(Dataset excerpts):
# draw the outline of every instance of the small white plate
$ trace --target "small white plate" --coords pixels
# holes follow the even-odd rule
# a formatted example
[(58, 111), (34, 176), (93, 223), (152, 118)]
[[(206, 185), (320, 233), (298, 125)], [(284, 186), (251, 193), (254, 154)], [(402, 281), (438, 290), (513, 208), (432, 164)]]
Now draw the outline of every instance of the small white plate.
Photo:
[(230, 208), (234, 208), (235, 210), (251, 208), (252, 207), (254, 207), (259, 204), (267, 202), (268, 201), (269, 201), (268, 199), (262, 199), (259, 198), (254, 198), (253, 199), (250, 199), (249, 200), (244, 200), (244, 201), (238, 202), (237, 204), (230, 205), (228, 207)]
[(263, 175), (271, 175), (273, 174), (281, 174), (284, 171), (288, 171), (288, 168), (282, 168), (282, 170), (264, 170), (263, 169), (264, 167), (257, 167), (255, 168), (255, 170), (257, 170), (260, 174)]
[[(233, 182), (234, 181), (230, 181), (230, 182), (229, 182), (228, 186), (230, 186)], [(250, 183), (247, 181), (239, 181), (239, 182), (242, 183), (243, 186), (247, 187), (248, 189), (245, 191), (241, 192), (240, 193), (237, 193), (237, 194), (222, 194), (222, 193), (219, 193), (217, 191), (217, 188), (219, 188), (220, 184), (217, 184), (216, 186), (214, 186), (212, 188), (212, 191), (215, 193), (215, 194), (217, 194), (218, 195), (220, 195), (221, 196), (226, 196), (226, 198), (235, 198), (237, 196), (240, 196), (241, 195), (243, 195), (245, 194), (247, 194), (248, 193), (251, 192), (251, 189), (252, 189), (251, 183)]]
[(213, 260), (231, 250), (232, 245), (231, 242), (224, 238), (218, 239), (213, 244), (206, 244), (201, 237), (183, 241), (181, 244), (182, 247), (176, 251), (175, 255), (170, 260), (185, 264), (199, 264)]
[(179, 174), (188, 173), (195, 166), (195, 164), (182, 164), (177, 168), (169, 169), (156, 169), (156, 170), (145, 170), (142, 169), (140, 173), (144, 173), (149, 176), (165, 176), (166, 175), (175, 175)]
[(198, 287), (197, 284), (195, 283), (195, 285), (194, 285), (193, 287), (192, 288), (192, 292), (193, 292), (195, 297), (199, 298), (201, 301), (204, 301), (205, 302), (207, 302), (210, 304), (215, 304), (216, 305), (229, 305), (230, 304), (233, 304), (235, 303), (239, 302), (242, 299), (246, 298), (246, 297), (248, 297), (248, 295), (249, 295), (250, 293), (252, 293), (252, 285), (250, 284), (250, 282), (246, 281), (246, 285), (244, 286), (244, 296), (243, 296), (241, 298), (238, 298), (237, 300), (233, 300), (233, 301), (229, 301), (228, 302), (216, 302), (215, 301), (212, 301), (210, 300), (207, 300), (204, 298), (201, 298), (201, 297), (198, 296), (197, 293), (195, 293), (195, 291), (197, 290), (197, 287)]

(Description of the task): Express the stretch from the start of the items through the line containing "205), (228, 207)]" as a JSON list of strings, one string per line, leaving out any blank lines.

(Written solution):
[
  "# draw the outline of every instance of the small white plate",
  "$ trace --target \"small white plate\" --coords pixels",
  "# holes follow the even-odd rule",
  "# a formatted example",
  "[(58, 111), (34, 176), (93, 223), (152, 118)]",
  "[[(206, 185), (320, 233), (298, 125)], [(284, 186), (251, 193), (254, 154)], [(402, 281), (438, 290), (513, 208), (432, 164)]]",
  "Now draw the outline of every instance of the small white plate.",
  "Photo:",
  "[(230, 208), (234, 208), (235, 210), (251, 208), (252, 207), (254, 207), (259, 204), (267, 202), (268, 201), (269, 201), (268, 199), (262, 199), (259, 198), (254, 198), (253, 199), (250, 199), (249, 200), (244, 200), (244, 201), (238, 202), (237, 204), (230, 205), (228, 207)]"
]